Gray matter includes areas of the brain involved in sensory perception, memory, muscle control, emotions, and speech. A new study investigates whether any relationship exists between gray matter volume and moral development. Compared to others, people with a higher level of moral reasoning skill showed increased gray matter volume in the ventromedial prefrontal cortex and subgenual anterior cingulate cortex — areas of the brain involved in social behavior, decision-making, and conflict-processing.

Neuroscientists theorize the size of a brain region is influenced by its use — since neurons that regularly “fire together, wire together,” greater plasticity occurs in the brain areas we use most frequently.

To investigate whether brain architecture is influenced by flexing our ethical judgment muscles, Dr. Hengyi Rao, an assistant professor of cognitive neuroimaging at the Perelman School of Medicine, and his colleagues enlisted the help of Master of Business Administration students between the ages of 24 and 33, safely past the age of brain structural maturation.

Mental Architecture

First, the participants completed a test of moral reasoning, the Defining Issues Test (DIT2). Psychologist Lawrence Kohlberg’s work from the last century indicated that people progress through different stages of moral reasoning as their cognitive abilities mature. The DIT2 is based on Kohlberg’s work and so stratifies moral development into separate schema. After categorizing the ethical abilities of participants, the researchers looked at the levels of gray matter in their brains using voxel-based morphometry, a type of imaging technique.

++++++++++

Work instructions:
(a) In the passage on gray matter and moral development, which imaging technique did the researchers use to examine gray matter in the participants' brains?
(b) Continue the passage on gray matter and moral development, starting after its final sentence.

Records provided:
++++++++++

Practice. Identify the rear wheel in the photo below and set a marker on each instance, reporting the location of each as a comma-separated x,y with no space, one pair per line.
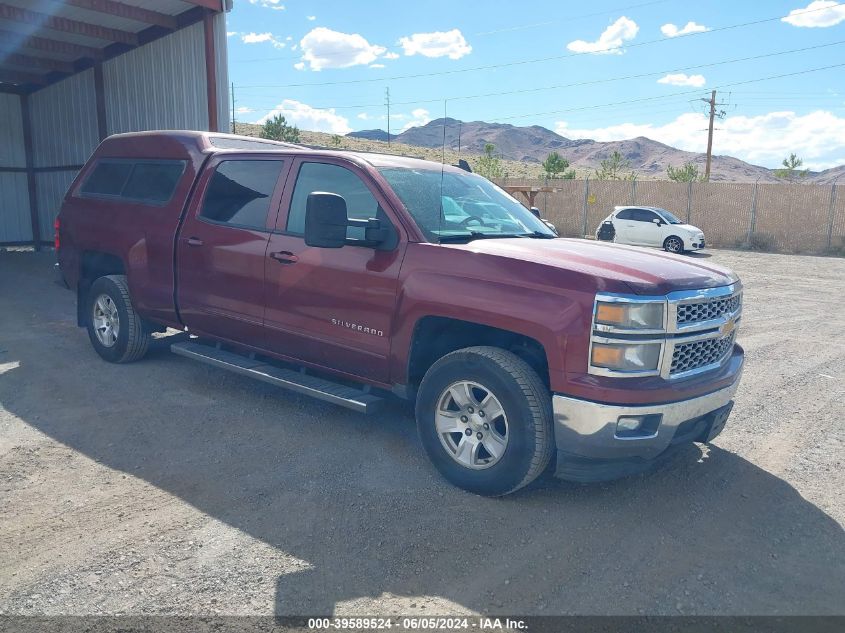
485,420
673,244
115,329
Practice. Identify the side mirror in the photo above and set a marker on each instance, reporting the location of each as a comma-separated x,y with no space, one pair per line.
325,220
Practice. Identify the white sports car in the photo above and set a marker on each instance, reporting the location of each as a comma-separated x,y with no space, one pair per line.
650,226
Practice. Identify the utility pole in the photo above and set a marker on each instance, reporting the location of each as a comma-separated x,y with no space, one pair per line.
459,138
234,130
387,103
713,114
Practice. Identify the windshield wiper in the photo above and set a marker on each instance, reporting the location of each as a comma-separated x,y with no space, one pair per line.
478,235
539,235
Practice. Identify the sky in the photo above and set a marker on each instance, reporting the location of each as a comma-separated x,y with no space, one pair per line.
605,70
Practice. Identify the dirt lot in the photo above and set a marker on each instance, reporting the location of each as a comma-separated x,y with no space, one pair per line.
170,487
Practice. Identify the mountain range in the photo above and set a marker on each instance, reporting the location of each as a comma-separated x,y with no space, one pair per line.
648,158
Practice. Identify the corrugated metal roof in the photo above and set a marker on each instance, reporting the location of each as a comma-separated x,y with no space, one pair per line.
128,27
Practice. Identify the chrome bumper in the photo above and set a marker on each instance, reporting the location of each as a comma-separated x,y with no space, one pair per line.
587,430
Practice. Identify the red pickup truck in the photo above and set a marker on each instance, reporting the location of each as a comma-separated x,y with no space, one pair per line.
352,276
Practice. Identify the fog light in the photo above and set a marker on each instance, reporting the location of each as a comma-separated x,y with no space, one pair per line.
637,426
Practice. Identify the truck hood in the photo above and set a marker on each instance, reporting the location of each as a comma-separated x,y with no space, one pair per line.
644,271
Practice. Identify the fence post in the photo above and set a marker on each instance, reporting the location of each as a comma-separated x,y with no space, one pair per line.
546,199
830,215
753,222
689,200
586,196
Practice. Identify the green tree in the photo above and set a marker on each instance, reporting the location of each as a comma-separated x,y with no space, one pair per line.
687,173
556,166
791,169
277,129
611,168
489,165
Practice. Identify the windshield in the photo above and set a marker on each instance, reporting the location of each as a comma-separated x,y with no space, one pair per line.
466,207
671,219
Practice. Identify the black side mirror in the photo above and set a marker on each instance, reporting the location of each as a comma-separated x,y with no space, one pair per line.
325,220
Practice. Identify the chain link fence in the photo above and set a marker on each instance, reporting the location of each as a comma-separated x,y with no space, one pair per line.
784,218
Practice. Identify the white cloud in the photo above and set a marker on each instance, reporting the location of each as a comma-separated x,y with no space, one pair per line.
258,38
307,118
682,79
817,14
451,44
610,41
670,30
324,48
418,117
817,137
276,5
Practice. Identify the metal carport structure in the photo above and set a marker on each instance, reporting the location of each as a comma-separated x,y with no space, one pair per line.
75,71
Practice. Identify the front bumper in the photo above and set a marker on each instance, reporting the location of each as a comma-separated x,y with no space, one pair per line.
694,243
590,447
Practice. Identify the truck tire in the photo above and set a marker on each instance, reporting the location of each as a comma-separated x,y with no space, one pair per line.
117,332
493,452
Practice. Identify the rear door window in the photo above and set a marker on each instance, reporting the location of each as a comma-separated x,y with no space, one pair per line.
641,215
240,191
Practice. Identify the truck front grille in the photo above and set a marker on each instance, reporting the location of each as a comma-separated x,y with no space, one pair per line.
708,310
689,356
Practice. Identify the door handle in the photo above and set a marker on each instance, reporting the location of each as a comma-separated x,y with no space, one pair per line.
284,257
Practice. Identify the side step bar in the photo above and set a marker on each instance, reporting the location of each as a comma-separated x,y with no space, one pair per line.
319,388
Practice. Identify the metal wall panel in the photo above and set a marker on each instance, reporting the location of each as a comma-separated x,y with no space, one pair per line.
50,188
159,86
64,122
15,225
11,132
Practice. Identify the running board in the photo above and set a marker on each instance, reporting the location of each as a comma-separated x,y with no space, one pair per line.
319,388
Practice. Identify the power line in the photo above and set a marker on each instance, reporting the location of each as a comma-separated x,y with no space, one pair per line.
592,81
676,94
511,64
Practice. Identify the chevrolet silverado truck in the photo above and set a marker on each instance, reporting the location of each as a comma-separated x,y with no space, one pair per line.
354,277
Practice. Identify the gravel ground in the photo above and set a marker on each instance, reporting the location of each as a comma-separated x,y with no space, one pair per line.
169,487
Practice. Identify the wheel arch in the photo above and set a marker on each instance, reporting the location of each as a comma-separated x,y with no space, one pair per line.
93,265
435,336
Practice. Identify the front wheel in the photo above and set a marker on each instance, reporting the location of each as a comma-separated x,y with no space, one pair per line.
485,420
117,332
673,244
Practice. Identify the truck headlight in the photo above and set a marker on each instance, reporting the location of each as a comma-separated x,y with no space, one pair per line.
626,356
630,316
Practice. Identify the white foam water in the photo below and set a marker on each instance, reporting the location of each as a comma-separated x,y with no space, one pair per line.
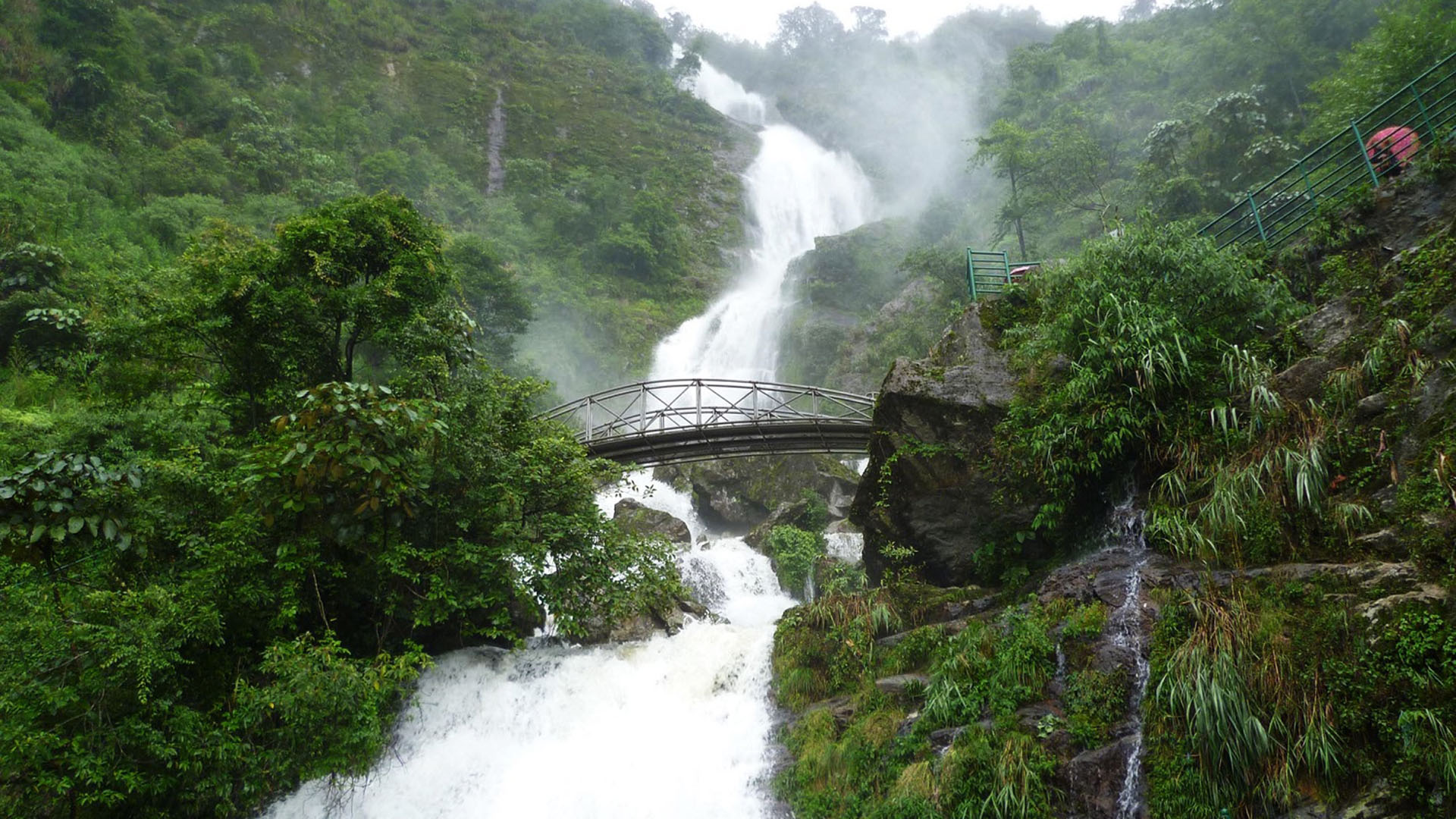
670,727
795,191
674,726
1128,632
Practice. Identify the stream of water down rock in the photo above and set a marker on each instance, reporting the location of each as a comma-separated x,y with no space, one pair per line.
1128,632
676,726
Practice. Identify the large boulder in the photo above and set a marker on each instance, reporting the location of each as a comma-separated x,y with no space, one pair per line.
742,493
795,513
651,522
927,487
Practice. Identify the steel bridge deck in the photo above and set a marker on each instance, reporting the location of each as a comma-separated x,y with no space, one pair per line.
685,420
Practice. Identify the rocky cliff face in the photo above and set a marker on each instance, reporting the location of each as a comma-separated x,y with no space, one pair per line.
734,496
927,487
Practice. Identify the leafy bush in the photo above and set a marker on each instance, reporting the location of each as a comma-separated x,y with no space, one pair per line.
795,553
1138,327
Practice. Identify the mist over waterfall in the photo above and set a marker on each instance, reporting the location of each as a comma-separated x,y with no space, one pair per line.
676,726
795,190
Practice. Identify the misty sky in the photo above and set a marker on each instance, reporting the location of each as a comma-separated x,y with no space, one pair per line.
758,19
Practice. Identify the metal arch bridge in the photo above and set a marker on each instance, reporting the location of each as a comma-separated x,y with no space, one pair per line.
685,420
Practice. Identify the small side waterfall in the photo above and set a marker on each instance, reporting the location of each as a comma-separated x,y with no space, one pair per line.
1128,632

++++++++++

Answer set:
(a) Voxel-based morphometry.

(b)
The team observed increased gray matter in the prefrontal cortex for those participants who scored at the highest level of moral reasoning. Gray matter volume, then, correlated with participant's level of ethical reasoning abilities.

Interestingly, the participants also underwent personality testing. The participants at more advanced levels of moral development generally scored higher on openness to experience and generally scored lower on neuroticism. Meanwhile, the women scored lower with regard to self-esteem and sense of control, “including lower perceived control, mastery, and more perceived constraints,” as described in the study.

The voxel-based morphometry revealed increased gray matter volume for women compared with men in a number of brain regions: the left inferior frontal gyrus, bilateral superior temporal gyri, bilateral hippocampi, left postcentral gyrus, left posterior cingulate cortex, and the left occipital lobe. A number of studies show that, relative to brain size, females exhibit greater cortical gray matter volume than males with larger volumes in language-related brain regions.